Region pointing data:
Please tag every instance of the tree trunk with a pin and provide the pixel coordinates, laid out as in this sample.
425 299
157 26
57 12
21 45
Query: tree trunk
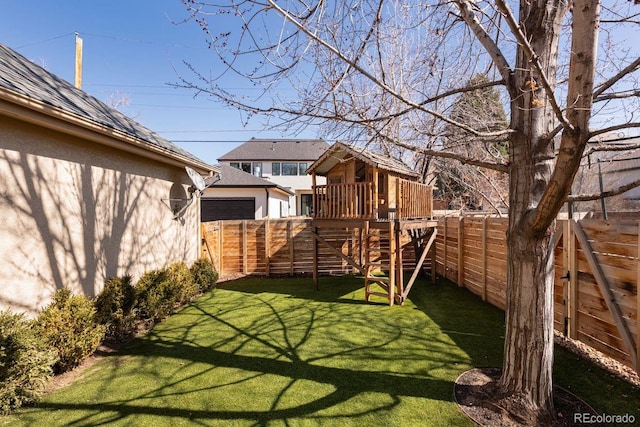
526 382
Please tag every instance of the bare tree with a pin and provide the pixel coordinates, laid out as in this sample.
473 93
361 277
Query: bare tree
387 73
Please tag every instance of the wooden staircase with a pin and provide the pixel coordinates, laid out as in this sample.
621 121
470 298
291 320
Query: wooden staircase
388 259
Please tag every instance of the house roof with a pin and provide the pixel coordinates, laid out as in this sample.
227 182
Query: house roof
617 168
235 178
341 151
277 149
26 84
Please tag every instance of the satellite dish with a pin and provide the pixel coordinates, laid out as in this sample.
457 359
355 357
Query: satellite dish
196 178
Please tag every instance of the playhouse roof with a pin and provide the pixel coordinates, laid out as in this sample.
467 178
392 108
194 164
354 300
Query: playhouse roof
341 151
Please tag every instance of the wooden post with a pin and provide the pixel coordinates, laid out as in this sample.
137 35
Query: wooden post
244 246
433 256
221 249
315 259
392 261
78 75
400 273
484 258
291 248
375 192
444 255
314 196
267 246
460 251
566 283
573 282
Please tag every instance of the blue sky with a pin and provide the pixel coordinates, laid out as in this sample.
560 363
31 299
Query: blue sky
132 47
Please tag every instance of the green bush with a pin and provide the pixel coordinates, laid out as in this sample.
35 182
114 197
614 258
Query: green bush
115 307
68 324
155 298
204 274
180 276
159 292
25 362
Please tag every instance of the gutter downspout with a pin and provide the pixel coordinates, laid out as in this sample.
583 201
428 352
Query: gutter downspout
266 190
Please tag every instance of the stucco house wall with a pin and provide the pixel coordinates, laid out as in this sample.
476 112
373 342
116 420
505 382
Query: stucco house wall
86 193
75 214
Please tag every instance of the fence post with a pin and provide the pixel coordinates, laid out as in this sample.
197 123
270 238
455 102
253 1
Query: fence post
573 281
444 259
244 246
267 246
460 250
484 258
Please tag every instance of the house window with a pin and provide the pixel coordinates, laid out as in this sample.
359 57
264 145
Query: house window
290 169
306 204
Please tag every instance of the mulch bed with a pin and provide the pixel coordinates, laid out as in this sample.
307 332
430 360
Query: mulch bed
474 393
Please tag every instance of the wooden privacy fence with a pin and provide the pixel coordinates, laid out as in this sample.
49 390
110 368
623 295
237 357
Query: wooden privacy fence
285 247
597 267
597 271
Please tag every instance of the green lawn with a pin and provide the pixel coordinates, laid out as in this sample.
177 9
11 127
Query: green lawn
260 352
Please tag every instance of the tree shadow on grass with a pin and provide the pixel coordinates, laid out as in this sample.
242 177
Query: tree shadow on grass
313 359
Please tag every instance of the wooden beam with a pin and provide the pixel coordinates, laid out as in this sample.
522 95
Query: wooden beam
267 246
244 246
392 262
484 258
607 293
425 251
220 243
315 259
290 239
573 281
460 251
339 253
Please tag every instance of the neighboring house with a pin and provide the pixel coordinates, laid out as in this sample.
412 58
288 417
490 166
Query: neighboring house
86 193
239 195
283 161
612 169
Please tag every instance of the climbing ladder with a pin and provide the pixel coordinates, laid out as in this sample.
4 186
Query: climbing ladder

◆ Task brief ◆
Answer with one number: how many lines of the entries above include the word "ladder".

◆ Result of this task ◆
2